— begin Data entries —
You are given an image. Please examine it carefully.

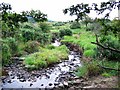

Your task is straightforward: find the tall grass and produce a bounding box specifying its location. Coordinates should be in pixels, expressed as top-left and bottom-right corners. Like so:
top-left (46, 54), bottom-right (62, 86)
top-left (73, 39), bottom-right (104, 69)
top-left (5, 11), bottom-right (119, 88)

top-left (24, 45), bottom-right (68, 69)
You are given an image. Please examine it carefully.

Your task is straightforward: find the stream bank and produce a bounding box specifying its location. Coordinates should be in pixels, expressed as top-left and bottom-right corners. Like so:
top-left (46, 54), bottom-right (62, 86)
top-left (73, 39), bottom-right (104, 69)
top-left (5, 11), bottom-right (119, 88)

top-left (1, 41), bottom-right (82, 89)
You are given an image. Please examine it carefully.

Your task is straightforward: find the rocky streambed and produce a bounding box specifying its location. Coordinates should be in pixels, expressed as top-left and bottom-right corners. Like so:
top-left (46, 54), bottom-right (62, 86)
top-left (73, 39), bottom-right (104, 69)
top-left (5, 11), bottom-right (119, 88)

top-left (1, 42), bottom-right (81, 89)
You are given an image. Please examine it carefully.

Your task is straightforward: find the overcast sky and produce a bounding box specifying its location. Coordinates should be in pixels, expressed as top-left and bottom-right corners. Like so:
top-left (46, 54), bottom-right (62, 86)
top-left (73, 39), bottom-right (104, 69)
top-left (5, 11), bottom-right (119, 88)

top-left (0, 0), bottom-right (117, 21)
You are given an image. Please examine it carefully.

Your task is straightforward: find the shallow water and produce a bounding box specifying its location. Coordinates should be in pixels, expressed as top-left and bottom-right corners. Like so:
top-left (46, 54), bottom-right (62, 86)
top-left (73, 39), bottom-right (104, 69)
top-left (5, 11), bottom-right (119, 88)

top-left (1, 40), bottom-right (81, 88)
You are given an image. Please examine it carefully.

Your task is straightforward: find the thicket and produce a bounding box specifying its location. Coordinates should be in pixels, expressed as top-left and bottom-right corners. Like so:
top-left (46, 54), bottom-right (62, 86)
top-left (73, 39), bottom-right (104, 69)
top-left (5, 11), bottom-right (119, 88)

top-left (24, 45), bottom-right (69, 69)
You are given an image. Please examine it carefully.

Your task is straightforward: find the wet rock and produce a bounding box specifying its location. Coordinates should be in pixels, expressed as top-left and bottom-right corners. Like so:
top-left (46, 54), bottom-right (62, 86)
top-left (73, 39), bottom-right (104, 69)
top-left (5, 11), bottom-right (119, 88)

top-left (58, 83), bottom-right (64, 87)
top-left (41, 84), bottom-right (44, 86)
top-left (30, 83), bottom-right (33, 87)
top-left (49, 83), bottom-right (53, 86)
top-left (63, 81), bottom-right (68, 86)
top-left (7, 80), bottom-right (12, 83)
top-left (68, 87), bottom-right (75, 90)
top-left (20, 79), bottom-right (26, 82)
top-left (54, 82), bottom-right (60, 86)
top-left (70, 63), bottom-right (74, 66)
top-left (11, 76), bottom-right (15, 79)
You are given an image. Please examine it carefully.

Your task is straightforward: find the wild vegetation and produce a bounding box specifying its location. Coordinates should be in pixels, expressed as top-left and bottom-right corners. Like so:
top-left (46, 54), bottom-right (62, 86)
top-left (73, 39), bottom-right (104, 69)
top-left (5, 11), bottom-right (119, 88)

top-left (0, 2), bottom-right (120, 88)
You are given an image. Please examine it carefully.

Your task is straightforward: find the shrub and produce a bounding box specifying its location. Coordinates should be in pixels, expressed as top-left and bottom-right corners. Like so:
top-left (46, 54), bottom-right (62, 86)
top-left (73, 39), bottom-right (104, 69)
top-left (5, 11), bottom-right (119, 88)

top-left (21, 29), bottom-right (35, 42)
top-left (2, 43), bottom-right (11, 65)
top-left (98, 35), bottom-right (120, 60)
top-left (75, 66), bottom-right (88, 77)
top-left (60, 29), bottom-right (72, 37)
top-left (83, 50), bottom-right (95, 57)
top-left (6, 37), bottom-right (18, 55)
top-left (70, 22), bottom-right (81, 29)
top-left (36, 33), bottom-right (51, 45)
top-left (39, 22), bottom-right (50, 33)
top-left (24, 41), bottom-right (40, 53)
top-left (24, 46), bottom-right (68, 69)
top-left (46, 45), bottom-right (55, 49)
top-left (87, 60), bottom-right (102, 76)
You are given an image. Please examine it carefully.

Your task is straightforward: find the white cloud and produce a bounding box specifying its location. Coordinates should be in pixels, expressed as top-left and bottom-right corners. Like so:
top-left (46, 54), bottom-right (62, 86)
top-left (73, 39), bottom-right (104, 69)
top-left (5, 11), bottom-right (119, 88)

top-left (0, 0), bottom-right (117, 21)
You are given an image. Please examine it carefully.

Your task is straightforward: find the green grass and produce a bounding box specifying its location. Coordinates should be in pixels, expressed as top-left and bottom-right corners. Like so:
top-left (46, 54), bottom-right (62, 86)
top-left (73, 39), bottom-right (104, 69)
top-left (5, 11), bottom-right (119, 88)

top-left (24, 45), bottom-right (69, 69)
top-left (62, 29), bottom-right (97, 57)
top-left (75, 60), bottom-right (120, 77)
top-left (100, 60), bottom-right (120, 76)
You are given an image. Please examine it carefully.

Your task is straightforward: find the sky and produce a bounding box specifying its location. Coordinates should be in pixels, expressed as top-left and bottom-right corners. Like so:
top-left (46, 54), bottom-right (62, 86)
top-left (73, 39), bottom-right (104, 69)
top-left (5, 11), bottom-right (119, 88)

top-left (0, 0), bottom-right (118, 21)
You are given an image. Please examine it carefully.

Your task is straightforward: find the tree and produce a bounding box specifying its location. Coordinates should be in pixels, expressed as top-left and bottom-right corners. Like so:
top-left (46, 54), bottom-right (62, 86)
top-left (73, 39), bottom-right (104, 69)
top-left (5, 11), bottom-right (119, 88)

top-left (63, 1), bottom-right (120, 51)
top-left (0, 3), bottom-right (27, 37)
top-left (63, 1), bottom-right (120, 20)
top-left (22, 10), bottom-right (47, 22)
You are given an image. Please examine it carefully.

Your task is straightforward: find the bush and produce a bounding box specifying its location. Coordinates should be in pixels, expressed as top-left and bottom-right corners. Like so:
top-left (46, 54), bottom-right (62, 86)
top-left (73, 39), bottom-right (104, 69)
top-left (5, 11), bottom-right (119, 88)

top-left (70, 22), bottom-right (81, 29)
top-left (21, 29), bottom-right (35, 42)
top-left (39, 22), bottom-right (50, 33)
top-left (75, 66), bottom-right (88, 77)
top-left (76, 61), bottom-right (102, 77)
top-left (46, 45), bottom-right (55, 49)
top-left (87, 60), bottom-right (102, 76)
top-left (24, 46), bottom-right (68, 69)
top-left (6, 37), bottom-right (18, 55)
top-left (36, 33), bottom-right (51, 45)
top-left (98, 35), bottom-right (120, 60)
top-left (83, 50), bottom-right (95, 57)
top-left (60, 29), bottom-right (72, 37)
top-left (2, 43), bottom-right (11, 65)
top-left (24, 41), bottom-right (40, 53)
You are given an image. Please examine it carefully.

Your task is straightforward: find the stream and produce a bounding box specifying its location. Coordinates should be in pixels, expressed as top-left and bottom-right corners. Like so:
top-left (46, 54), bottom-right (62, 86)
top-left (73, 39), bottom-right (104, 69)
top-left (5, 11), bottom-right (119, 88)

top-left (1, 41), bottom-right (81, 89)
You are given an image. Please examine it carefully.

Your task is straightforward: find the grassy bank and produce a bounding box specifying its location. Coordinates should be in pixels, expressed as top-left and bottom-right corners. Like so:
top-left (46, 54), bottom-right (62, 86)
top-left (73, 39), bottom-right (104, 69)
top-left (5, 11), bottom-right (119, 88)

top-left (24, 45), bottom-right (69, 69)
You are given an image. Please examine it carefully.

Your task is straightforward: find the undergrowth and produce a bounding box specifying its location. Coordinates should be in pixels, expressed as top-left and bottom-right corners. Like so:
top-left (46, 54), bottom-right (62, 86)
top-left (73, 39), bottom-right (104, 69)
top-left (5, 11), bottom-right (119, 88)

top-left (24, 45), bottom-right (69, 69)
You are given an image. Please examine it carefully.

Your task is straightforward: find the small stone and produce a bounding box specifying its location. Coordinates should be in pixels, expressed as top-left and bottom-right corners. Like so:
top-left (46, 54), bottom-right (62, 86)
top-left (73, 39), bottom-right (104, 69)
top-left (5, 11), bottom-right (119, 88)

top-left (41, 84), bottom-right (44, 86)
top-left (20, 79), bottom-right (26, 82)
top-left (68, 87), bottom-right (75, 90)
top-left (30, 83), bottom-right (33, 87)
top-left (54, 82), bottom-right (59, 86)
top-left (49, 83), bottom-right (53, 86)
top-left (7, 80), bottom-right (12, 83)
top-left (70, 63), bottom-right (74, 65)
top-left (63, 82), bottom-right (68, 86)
— end Data entries —
— begin Data entries —
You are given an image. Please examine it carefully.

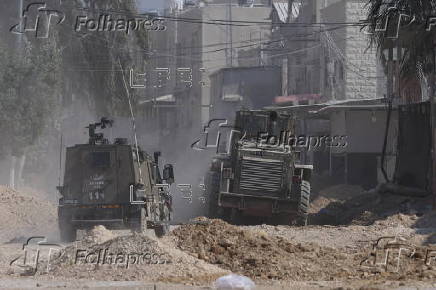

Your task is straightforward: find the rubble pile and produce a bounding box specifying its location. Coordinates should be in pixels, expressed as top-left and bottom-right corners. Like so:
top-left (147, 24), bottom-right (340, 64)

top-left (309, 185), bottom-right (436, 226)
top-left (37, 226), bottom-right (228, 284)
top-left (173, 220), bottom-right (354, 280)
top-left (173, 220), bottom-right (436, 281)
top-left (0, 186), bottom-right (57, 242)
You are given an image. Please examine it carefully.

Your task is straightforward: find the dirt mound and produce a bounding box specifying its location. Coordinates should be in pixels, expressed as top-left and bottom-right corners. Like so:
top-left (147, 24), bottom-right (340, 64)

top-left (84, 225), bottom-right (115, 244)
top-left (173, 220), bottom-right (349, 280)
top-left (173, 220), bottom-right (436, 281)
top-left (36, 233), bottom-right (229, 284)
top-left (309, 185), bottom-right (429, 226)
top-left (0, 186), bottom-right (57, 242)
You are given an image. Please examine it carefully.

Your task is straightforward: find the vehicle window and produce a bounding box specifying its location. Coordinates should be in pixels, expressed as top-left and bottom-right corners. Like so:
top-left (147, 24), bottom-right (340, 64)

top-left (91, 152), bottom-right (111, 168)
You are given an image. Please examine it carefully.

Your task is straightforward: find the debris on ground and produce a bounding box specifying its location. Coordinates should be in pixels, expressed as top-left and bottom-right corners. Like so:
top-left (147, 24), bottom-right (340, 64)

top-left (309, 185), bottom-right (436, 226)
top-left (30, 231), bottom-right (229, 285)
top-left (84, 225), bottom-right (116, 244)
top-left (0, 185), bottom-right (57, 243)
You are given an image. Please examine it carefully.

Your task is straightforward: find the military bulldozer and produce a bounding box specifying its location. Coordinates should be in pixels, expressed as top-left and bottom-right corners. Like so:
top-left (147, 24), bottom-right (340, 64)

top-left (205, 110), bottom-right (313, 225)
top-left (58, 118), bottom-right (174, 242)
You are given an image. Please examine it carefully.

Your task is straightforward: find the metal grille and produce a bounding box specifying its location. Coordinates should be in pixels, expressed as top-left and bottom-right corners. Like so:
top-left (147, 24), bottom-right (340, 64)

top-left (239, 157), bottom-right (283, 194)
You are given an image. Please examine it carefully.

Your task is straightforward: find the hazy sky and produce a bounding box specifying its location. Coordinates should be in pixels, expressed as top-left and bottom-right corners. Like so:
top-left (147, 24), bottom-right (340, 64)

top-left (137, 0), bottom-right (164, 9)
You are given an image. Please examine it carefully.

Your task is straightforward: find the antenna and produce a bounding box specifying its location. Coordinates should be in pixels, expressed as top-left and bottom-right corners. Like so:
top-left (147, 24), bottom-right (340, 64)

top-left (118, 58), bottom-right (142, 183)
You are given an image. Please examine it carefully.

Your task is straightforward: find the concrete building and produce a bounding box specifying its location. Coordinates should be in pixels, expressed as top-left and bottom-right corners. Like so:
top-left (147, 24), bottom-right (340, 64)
— end Data entries —
- **Given request**
Count the lines in the rows above that contain the word "bank". Give only the number.

- **Answer for this exercise**
2